[START OF EXCERPT PROVIDED]

# Adding points to HGVC



## travel girl 2 (Nov 2, 2006)

Question for all you HGVC experts. We own a 1 bed Gold at South Beach with HGVC. This gives us 3400 points and about $600 in fees annually.

We have made the following exchanges:

Disney World at HGVC Sea World, December 2005, 10 days- 3 Bed - borrowed points
Grand Velas - 2 bed 1 week March 2007 - used bonus points received when we purchases retail BEFORE TUG!!!
Eagle Crest - 2 bed 1 week August 2007 - used 170 banked points left from borrowing to go to Disney, all of 2007 points and a little 2008 points

My question is...I am thinking that we will eventually want to add points to our account as we are always wanting a bigger unit to bring friends, or more vacation time. I would love to be able to do a couple weekenders to Vegas or Whistler (we live in WA) PLUS our one big vacation each year. OR do an adults only week and a family week each year.

So, since I purchased from the developer the first time, I often get offers to upgrade to a better unit/season/more points. They will give me what I paid for the original and then I get the additional points with only one maintance fee. OR...should I purchase another contract on my own resale and combine the points??

What do all of you HGVC owners do when you are trying to add points to your account and maximize your vacations while minimizing your maintance fees??

Thanks in advance for your advice.


----------



## CaliDave (Nov 2, 2006)

How many total points do you want? 

If 7000 or less. You are better off selling your South Beach. Be aware, you'll probably get about $4K.

Then buying 7000 in Orlando or Vegas for $12K or a cost of $8000 after you sell Miami.

If you upgrade with HGVC direct. They will give you the original paid price. I dont know how much that was, but lets guess at $10K? Then they sell you 7000 at Orlando for $22K. You'll be paying and extra $12K.

If you want to keep Souith Beach and buy another 3400 or 5000 points. You will be paying 2 maint fee's, but the cost will be much less. 
You can get 3400 for $4K or 5000 for $7K or so. 

I would email sethnock@hotmail.com to get some resale pricing and options. 

Good luck


----------



## vacationtime1 (Nov 2, 2006)

*Can HGVC accounts be combined?*

CaliDave raises an intriguing question -- can a member combine points from separate ownership interests?  Travel Girl owns 3400 points; if she bought 5000 additional points, could she then reserve a 8400 point T/S?

She would pay more MF's than if she had a single owndership interest, but she would save an enormous amount of acquisition cost.


----------



## CaliDave (Nov 2, 2006)

You can do this if you buy Hilton developed properties. (not affiliates)

My account has 3 ownerships. I pay one membership fee and 3 maint fees.

[END OF EXCERPT PROVIDED]
[START OF DATA PROVIDED]

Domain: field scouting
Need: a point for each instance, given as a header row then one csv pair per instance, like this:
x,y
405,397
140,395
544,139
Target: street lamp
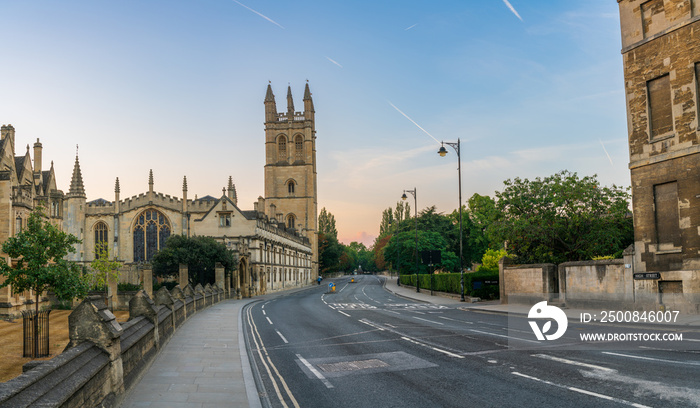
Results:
x,y
415,205
443,152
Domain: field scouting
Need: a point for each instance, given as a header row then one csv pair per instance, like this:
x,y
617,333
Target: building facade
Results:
x,y
661,58
275,243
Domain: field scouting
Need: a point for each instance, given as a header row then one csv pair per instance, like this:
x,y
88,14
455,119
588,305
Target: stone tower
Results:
x,y
291,193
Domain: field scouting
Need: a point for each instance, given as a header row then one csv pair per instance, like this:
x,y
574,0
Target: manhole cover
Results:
x,y
352,365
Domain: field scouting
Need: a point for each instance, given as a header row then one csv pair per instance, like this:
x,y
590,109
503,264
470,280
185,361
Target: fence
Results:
x,y
36,333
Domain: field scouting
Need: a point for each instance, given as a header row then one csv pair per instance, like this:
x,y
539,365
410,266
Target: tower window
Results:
x,y
100,236
660,115
282,147
298,148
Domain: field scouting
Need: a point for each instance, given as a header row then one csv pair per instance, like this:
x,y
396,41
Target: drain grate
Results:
x,y
352,365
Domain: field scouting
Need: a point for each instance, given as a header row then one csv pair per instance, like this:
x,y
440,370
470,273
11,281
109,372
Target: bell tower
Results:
x,y
291,194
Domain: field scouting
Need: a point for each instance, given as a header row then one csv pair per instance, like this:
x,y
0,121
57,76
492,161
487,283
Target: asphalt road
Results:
x,y
364,347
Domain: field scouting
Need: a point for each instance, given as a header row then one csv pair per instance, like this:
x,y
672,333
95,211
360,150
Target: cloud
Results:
x,y
512,9
333,61
260,14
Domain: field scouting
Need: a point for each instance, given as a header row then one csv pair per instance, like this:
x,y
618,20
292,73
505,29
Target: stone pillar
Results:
x,y
92,321
502,264
148,281
219,271
184,280
142,305
112,299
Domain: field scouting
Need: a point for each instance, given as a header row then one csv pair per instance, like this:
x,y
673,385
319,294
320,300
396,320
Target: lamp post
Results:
x,y
415,205
442,152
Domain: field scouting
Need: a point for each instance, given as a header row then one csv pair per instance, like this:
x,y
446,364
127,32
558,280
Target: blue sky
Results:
x,y
178,87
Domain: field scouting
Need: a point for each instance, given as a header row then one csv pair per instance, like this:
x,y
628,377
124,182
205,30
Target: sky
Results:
x,y
529,87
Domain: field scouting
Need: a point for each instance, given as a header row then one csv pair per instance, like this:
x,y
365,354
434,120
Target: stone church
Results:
x,y
275,242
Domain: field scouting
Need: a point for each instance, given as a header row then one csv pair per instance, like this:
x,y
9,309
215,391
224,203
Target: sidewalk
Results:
x,y
494,306
204,365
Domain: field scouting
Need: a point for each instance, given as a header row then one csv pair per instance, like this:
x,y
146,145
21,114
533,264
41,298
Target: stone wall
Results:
x,y
104,358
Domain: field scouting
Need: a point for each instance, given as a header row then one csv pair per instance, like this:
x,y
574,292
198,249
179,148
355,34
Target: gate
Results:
x,y
36,333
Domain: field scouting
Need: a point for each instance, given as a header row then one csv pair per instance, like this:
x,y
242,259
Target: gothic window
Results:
x,y
151,230
100,235
660,115
298,148
282,147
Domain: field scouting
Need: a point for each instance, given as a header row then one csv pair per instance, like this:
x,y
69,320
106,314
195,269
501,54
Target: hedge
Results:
x,y
475,283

[END OF DATA PROVIDED]

- [SET OF TASKS]:
a) Answer the following from the HGVC points thread:
(i) How many points per year does the 1 bed Gold at South Beach provide?
(ii) What price does CaliDave give for buying 7000 points in Orlando or Vegas on resale?
(iii) How many ownerships does CaliDave's account hold?
b) Print the portion of the HGVC points thread starting at "How many total" and ending at "be much less.".

- [ANSWERS FOR THIS EXERCISE]:
a)
(i) 3400 points
(ii) $12K
(iii) 3

b)
How many total points do you want? 

If 7000 or less. You are better off selling your South Beach. Be aware, you'll probably get about $4K.

Then buying 7000 in Orlando or Vegas for $12K or a cost of $8000 after you sell Miami.

If you upgrade with HGVC direct. They will give you the original paid price. I dont know how much that was, but lets guess at $10K? Then they sell you 7000 at Orlando for $22K. You'll be paying and extra $12K.

If you want to keep Souith Beach and buy another 3400 or 5000 points. You will be paying 2 maint fee's, but the cost will be much less.